> TASKS TO PERFORM
1. How would you put this sentence from the passage on HIV-related lung diseases into Spanish: "Your doctor will then perform a careful physical examination, focusing on your chest."?
2. Can you continue the passage on HIV-related lung diseases, starting right after its final sentence?

> PAGE EXTRACT
○ ○ ○ ○ ○ ○ ○

Some opportunistic infections, such as M. avium complex, can become disseminated and cause symptoms in the lungs, even though the infection is spread throughout the body. Complications from non-Hodgkin's lymphoma, toxoplasmosis and cytomegalovirus can also result in respiratory symptoms, but often other signs are already apparent.


HIV-related lung diseases are diagnosed in a number of ways. Typically, your doctor will start by eliciting a careful medical history. You will be asked about your symptoms, the length of time that you've had HIV/AIDS, opportunistic infections that you have experienced, medications you have been taking and places that you have traveled. Your doctor will then perform a careful physical examination, focusing on your chest. It is likely that radiology and laboratory studies, such as a chest X-ray and blood work (including white blood cell counts and liver function) and possibly a test of arterial blood gases, will be ordered as well. Your doctor may also take a sample of sputum to test for pathogens such as tuberculosis and P. carinii. In certain cases, your doctor may order a bronchoscopy, which is an examination of the tubes leading to your lungs. If you have not recently had your CD4 count and viral load tested, your doctors will order these tests as well, to assess your risk of developing particular respiratory infections.

○ ○ ○ ○ ○ ○ ○

> SUPPLIED MATERIAL
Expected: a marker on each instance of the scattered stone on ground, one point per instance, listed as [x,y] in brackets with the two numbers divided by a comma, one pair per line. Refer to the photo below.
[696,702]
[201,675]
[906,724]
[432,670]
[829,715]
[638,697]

○ ○ ○ ○ ○ ○ ○

> ANSWERS TO THE TASKS
1. Luego, su médico realizará un examen físico minucioso, centrándose en su pecho.

2.
For most opportunistic infections affecting the lung, your doctor will treat you with antibiotic medications, such as trimethoprim-sulfamethoxazole, azithromycin or clarithromycin. For cancers such as non-Hodgkin's lymphoma or Kaposi's sarcoma, you may need chemotherapy.

HAART is the most effective way to prevent opportunistic infections, in that it typically boosts your immune system enough to prevent you from developing many infections. If your CD4 count is low, you may need to take medications to prevent the onset of certain illnesses. Secondary preventive measures — in order to prevent the recurrence of the illness — are sometimes needed lifelong. Be sure to tell your doctor what other medications you are taking; dangerous interactions can occur between HAART and drugs for opportunistic infections. Side effects to these preventive medications vary but may include anemia, diarrhea, liver and kidney damage, peripheral neuropathy, rashes and inflammation of the pancreas.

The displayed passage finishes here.